-- Start Record list --
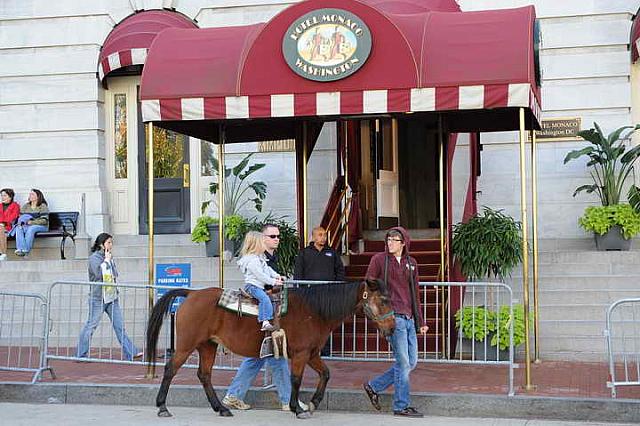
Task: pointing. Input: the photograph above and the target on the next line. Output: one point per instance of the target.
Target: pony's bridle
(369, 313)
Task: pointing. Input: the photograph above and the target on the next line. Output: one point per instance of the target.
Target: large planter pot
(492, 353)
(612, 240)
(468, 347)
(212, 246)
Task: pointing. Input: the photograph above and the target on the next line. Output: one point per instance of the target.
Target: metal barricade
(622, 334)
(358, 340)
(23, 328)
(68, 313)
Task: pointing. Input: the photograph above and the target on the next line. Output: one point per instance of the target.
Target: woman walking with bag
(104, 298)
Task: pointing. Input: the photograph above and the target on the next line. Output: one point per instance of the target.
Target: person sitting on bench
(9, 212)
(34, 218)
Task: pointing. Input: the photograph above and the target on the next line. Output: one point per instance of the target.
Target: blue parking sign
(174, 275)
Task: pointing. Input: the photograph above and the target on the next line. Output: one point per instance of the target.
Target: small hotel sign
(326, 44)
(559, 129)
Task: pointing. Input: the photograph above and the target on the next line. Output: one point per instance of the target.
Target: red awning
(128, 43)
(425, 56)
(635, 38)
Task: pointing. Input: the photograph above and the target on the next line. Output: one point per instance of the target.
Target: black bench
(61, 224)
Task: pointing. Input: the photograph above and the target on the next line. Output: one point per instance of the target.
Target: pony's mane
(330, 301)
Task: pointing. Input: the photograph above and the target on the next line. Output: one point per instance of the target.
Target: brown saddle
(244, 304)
-- End Record list --
Stated task: Collect each line of the data above that contains the string "bench" and copy those lines in full.

Finished task:
Target: person sitting on bench
Target: black bench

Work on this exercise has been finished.